# Article
╭──
# A Small tribute to my Bandmates



## Milkman (Feb 2, 2006)

As 2006 winds down and I look back at the year I think it's only fitting to pay a small tribute to the guys who have so faithfully and ably supported me both on stage and off. 

Please allow me to introduce the band. 


John Slawek - keyboards, guitar, vocals. 
I found John playing in ethnic bands (polkas and the like) and after one rehearsal I knew he had the skills to become a great rock keyboardist. 

What can I say. He's a critical element. 











Kevin Barrie - Drums, vocals 
Kevin may be the single most technically skilled player in the group. He's a monster and I'm bloody thrilled to have him. 











Tom Dorschner - Bass 

Tom is the hardest working guy in the band. When there's work to be done, it's generally him and I. He's a solid bassist and a great friend. I would say, with the possible exception of myself, there's nobody in this band who loves it more.
╰──
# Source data
╭──
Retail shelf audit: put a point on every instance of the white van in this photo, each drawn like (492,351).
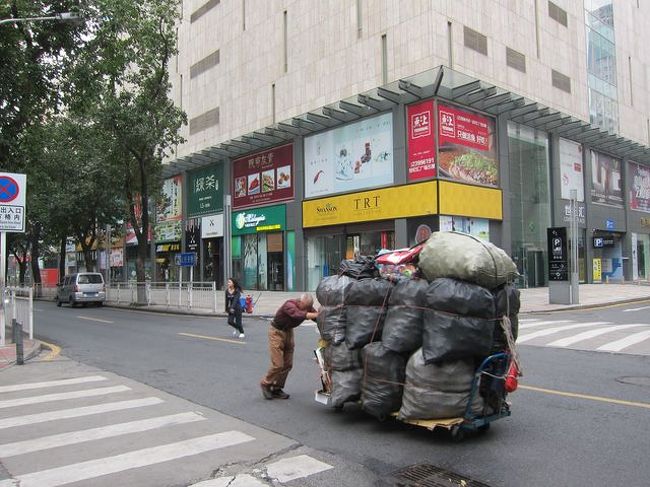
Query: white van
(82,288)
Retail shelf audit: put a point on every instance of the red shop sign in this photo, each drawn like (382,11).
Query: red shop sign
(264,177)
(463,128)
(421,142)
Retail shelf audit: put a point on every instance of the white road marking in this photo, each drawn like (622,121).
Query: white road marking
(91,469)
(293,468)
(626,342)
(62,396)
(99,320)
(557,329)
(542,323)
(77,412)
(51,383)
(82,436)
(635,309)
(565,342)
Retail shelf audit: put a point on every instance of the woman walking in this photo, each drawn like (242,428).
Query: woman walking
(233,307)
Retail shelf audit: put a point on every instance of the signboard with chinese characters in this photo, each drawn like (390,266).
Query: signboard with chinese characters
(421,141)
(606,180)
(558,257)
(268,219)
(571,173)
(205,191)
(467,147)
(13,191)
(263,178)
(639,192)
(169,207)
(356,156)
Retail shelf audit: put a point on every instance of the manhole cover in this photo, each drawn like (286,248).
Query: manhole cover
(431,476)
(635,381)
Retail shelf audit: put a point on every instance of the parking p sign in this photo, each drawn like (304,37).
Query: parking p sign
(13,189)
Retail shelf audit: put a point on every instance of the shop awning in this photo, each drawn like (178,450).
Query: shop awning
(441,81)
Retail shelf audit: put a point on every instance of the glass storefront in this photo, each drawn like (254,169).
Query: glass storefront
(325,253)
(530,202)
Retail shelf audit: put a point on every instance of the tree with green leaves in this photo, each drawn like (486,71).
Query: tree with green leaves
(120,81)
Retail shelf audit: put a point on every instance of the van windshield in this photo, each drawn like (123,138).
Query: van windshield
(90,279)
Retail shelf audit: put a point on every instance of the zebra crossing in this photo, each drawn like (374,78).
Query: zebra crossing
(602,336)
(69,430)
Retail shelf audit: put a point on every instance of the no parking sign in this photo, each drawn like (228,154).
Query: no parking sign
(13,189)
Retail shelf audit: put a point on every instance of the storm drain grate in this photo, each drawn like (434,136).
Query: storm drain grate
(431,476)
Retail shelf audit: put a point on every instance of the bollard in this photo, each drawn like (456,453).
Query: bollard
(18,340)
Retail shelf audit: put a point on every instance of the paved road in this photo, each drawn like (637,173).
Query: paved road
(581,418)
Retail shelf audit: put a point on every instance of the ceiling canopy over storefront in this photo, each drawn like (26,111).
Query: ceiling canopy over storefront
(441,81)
╰──
# Set exercise 1
Answer these questions from the bandmate tribute:
(a) In what kind of bands was John Slawek playing when he was found?
(b) What two parts does Kevin Barrie cover in the band?
(c) Who is called the hardest working guy in the band?
# Set exercise 2
In the bandmate tribute, shorten the paragraph that begins "Tom is the hardest working guy" and keep its main facts.
# Set exercise 3
Write a continuation of the bandmate tribute, starting after its last sentence.
The items are material separate from the tribute.

# Task output 1
(a) Ethnic bands, such as polka bands.
(b) Drums and vocals.
(c) Tom Dorschner.

# Task output 2
Tom works harder than anyone in the band and usually takes on the work alongside the writer. He is a solid bassist and a great friend, and except possibly for the writer, nobody in the band loves it more.

# Task output 3
Tyler Wilson - Sound, Beth Dorschner - Lights 

Our able and dedicated crew. TOTALLY necessary and totally appreciated. 











These are the folks who allow me to live out my childhood fantasy and act like a rock star. 


Thanks for indulging me. 



I know my guys peek in here every once in awhile.


----------



## jimmy peters (Nov 29, 2006)

*band appreciation*

VERY NICE GESTURE

HAVE A MERRY CHRISTMAS and HAPPY NEW YEAR.



break a leg
jimmy peters


----------



## Milkman (Feb 2, 2006)

jimmy peters said:


> VERY NICE GESTURE
> 
> HAVE A MERRY CHRISTMAS and HAPPY NEW YEAR.
> 
> ...



Back at ya man.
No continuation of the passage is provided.